start Records supplied

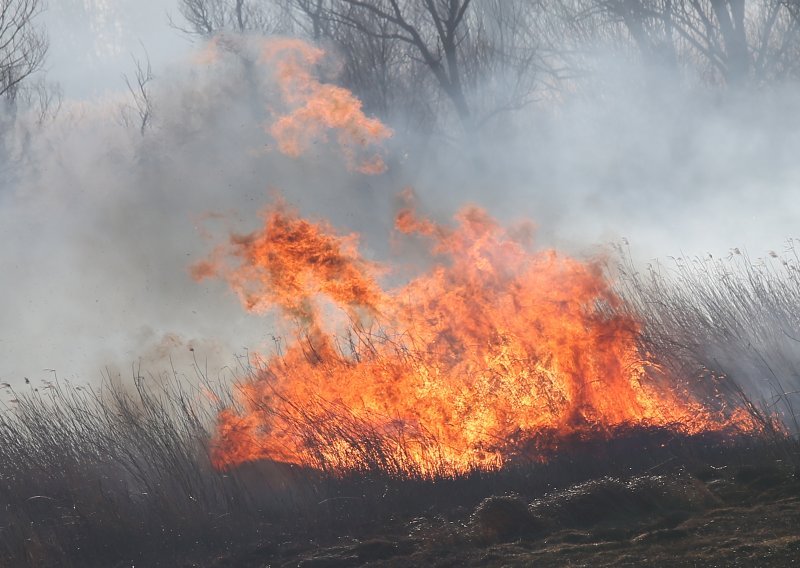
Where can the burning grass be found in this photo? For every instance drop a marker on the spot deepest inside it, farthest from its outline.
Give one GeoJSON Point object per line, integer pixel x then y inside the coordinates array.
{"type": "Point", "coordinates": [127, 474]}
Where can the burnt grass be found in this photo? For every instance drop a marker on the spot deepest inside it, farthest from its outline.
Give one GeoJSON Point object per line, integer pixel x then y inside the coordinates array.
{"type": "Point", "coordinates": [123, 483]}
{"type": "Point", "coordinates": [121, 476]}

end Records supplied

- [Task directions]: Rewrite the listing above with "marker" substituted by "pin" everywhere and nothing else changed, leaving out the pictures.

- [The result]:
Where can the burning grass be found in this photo? For every instance drop a pin on the spot deepest inside it, farthest from its outline.
Give one GeoJSON Point object per line, integer pixel x then y inside the coordinates array.
{"type": "Point", "coordinates": [127, 474]}
Where can the burnt grass be found in this photo? For every instance drop a pin on the spot deepest inside it, farthest from its outline.
Give one GeoJSON Point object per line, integer pixel x then y inside the coordinates array.
{"type": "Point", "coordinates": [123, 483]}
{"type": "Point", "coordinates": [121, 476]}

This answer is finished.